» **Objectives**:
**1.** From the bug report below, extract the passage starting with "Took all Intel" and going on through "82576 (Kawela)".
**2.** Translate this sentence from the bug report below into Spanish: "This is a major issue, since if_lagg(4) clones depend on the link state information and pulling a cable leads to interrupted communication – the opposite of what if_lagg(4) should provide!"

Bug 240658

Summary: iflib: if_igb(4) and some if_em(4) devices don't recognize/report carrier loss.
Product: Base System Reporter: Harald Schmalzbauer <bugzilla.freebsd>
Component: kernAssignee: freebsd-net (Nobody) <net>
Status: Closed DUPLICATE    
Severity: Affects Many People CC: chris, emaste, krzysztof.galazka, net, webmaster
Priority: --- Keywords: needs-qa
Version: 12.0-STABLE   
Hardware: Any   
OS: Any   
URL: https://lists.freebsd.org/pipermail/freebsd-net/2018-May/050497.html
See Also: https://bugs.freebsd.org/bugzilla/show_bug.cgi?id=239240
https://bugs.freebsd.org/bugzilla/show_bug.cgi?id=236724
https://bugs.freebsd.org/bugzilla/show_bug.cgi?id=240818

Description Harald Schmalzbauer 2019-09-18 06:20:09 UTC
Hello,

reported back in May 2018 with a Clarkville MAC:
https://lists.freebsd.org/pipermail/freebsd-net/2018-May/050497.html

Currently I see this again in 12.1-pro with Powerville (i211), while other if_igb(4) NICs are not affected (i350).

I don't have a i217 handy to verify if this bug reoccured, or if my "not reproducable anymore" was simply wrong.

Can anybody remember when/who worked on that issue?

This is a major issue, since if_lagg(4) clones depend on the link state information and pulling a cable leads to interrupted communication – the opposite of what if_lagg(4) should provide! i211 is a widely used on-board server nic, so most likely many were affected by this issue if shipped with 12.1.

Thanks,

-Harry
Comment 1 Harald Schmalzbauer 2019-09-18 07:25:18 UTC
Sorry, need to correct myself, much more if_em(4) _and_ if_igb(4) NICs are affected!

Took all Intel NICs I have available to verify (in an S1200v3RP server):

82574L (Hartwell) - if_em(4) attaches
And the followig if_igb(4) NICs:
82576 (Kawela)

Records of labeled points
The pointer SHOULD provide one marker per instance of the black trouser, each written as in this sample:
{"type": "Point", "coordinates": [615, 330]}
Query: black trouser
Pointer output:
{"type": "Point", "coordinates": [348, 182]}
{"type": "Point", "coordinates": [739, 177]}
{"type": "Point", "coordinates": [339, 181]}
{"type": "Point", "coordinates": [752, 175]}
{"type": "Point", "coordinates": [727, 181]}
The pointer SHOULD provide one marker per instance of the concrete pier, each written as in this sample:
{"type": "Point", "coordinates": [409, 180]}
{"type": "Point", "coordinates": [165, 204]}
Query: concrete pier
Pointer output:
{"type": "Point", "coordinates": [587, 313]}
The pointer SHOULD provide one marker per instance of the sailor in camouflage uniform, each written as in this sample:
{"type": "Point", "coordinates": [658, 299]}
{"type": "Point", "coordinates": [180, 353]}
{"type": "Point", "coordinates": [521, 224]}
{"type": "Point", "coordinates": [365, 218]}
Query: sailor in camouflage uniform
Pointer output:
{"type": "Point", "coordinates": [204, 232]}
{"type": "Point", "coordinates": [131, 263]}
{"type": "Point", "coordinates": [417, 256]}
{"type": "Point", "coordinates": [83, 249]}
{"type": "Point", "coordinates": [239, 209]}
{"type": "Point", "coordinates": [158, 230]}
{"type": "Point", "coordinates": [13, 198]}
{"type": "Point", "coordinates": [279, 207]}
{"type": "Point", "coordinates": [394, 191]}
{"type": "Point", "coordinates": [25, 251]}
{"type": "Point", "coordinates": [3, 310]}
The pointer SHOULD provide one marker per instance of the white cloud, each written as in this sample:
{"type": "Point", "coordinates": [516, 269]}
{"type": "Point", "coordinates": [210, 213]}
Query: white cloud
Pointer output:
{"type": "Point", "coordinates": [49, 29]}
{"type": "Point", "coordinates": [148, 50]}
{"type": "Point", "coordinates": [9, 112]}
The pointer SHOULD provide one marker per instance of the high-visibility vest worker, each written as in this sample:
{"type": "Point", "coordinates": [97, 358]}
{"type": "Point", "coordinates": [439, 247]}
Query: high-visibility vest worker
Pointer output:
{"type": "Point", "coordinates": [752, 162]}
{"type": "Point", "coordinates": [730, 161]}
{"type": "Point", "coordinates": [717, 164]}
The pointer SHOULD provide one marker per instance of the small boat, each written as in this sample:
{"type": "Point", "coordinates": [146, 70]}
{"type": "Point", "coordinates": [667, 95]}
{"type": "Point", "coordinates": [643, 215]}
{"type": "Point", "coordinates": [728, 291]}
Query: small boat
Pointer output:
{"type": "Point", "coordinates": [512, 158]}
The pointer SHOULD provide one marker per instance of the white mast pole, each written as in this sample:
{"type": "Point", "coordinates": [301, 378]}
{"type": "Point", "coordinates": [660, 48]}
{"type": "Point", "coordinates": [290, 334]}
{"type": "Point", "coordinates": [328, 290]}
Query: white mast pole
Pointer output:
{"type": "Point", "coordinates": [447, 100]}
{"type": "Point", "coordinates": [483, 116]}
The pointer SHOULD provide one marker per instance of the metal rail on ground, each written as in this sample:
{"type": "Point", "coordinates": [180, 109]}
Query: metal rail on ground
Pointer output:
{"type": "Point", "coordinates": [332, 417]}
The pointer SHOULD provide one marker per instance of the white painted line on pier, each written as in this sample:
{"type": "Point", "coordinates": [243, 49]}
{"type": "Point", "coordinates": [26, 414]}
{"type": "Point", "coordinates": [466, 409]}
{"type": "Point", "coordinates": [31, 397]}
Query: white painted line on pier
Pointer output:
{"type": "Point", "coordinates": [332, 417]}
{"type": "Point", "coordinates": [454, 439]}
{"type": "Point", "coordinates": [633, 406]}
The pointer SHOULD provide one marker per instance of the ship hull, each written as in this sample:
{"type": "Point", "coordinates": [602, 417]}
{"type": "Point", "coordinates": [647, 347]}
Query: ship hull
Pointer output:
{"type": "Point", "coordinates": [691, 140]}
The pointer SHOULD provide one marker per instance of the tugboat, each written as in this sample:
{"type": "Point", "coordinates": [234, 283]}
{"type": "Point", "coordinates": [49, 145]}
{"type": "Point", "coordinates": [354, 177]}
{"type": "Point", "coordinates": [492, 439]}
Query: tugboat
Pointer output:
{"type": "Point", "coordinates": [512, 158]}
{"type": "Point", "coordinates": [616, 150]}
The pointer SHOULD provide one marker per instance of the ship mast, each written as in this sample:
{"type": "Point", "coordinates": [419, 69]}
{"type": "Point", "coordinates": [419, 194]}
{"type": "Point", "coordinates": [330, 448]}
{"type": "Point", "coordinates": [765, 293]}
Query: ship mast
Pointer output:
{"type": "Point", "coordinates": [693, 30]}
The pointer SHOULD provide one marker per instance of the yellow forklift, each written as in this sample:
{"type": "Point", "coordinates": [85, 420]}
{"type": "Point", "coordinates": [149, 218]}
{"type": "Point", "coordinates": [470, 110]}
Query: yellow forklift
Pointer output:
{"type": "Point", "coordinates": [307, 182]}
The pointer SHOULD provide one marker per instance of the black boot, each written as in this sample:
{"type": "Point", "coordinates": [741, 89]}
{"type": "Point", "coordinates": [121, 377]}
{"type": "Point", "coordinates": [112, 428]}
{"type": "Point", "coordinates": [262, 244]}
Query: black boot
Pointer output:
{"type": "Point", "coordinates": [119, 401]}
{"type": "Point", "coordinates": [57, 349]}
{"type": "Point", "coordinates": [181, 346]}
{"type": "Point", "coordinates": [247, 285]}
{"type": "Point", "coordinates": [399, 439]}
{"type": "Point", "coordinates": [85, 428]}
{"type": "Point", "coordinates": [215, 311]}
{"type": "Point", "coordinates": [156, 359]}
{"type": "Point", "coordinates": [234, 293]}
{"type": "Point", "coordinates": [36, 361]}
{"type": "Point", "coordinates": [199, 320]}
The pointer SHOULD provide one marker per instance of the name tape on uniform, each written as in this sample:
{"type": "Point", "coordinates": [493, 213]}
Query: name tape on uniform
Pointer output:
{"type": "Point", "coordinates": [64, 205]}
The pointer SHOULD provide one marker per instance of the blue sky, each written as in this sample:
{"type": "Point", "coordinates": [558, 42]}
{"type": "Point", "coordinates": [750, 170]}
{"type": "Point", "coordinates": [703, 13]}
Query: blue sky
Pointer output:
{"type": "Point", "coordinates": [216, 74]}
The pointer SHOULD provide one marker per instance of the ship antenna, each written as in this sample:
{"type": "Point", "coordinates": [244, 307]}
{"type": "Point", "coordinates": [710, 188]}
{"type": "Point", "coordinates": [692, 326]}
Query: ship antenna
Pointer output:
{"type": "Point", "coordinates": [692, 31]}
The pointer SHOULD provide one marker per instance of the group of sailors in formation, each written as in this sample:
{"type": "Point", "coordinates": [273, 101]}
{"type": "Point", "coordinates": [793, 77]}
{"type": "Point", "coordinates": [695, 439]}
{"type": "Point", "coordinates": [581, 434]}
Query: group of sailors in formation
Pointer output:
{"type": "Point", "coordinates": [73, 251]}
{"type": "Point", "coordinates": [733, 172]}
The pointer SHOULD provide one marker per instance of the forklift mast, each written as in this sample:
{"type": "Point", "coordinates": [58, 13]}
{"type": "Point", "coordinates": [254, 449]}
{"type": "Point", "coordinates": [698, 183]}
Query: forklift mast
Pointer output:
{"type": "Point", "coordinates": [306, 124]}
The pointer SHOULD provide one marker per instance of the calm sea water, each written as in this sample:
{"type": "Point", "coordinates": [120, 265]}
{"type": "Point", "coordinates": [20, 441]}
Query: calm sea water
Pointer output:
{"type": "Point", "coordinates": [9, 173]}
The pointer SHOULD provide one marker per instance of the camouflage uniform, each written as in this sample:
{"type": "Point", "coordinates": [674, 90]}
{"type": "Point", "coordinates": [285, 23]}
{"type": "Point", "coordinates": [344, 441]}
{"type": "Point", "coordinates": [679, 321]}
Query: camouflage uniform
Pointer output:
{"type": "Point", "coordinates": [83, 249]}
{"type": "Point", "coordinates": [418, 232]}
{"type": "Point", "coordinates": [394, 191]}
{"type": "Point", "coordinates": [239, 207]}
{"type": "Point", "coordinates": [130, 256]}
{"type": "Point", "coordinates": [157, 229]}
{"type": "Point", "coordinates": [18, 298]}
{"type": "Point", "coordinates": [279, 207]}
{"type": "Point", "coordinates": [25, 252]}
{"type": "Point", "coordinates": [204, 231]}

» **Solved problems**:
**1.**
Took all Intel NICs I have available to verify (in an S1200v3RP server):

82574L (Hartwell) - if_em(4) attaches
And the followig if_igb(4) NICs:
82576 (Kawela)

**2.** Este es un problema grave, ya que los clones de if_lagg(4) dependen de la información del estado del enlace y desconectar un cable provoca la interrupción de la comunicación: ¡justo lo contrario de lo que if_lagg(4) debería proporcionar!